> **Given passage**
☆ ☆ ☆ ☆ ☆ ☆ ☆

Don’t stop the presses

09.06.2009
Newspapers across the world are folding; some are going online, others blame online. So how can papers remain in the black and be read all over?

The recent pronouncement by News Corp proprietor Rupert Murdoch that the days of free news on the internet are over and that his own newspaper websites are considering charging for access within a year has refueled the ongoing debate about whether newspapers the world over made a strategic mistake by allowing their content to be viewed for free, at a time when the average person under the age of 30 accesses most of their news online and has not developed a habit of buying daily papers.

Murdoch described the move towards a pay system as a way of correcting a “malfunctioning business model”, and is understood to be encouraged by booming online subscription revenues at the Wall Street Journal.

That title, meanwhile, is planning to further refine its model by introducing a micro-payments system for individual articles in the autumn. This is intended to appeal to occasional users who are not willing to pay out more than $100 for the annual WSJ.com subscription.

The New York Times Company and Washington Post Company, meanwhile, are launching pilots with the newly launched large-screen Kindle DX this summer. “At The New York Times Company, we are always seeking new ways for our millions of readers to have full and continuing access to our high-quality news and information,” said Arthur Sulzberger Jr, chairman of The New York Times Company and publisher of The New York Times. It’s understood that The New York Times, The Boston Globe and The Washington Post will all offer a discount on the new Kindle in return for long-term subscriptions.

Increasing activity in this area reflects the growing urgency to find an effective business model for the newspaper industry, both online and offline. Newspapers may once have seemed unassailable bastions that represented the issues, fears, hopes and aspirations of a town, city or an entire nation, but these days titles around the world are dropping like flies in the face of slumped advertising and declining circulation figures.

Venerable titles such as the Denver-based Rocky Mountain News, which has a 150-year tradition, have closed down, while The Boston Globe is said to be haemorrhaging US$1m a week. In Ireland, in recent weeks, the Leitrim Post folded and, across the board, advertising is down by up to 30pc for most newspaper titles.

☆ ☆ ☆ ☆ ☆ ☆ ☆

> **Recorded data**
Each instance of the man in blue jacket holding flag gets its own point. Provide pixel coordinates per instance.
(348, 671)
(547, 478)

☆ ☆ ☆ ☆ ☆ ☆ ☆

> **Problems**
A - Decide whether each statement below agrees with the newspaper article, answering yes or no and quoting the words that settle it: (i) The Wall Street Journal plans to let readers pay for single articles starting in the autumn. (ii) The Rocky Mountain News was based in Boston. (iii) Most Irish newspaper titles have seen advertising fall by up to 50pc.
B - Write out the stretch of the newspaper article from "Murdoch described the" through "Wall Street Journal." again, swapping "pay system" for "paywall".
The listing has no connection to the newspaper article.

> **Outputs in order**
A -
(i) Yes: "introducing a micro-payments system for individual articles in the autumn"
(ii) No: "the Denver-based Rocky Mountain News"
(iii) No: "advertising is down by up to 30pc for most newspaper titles"

B -
Murdoch described the move towards a paywall as a way of correcting a “malfunctioning business model”, and is understood to be encouraged by booming online subscription revenues at the Wall Street Journal.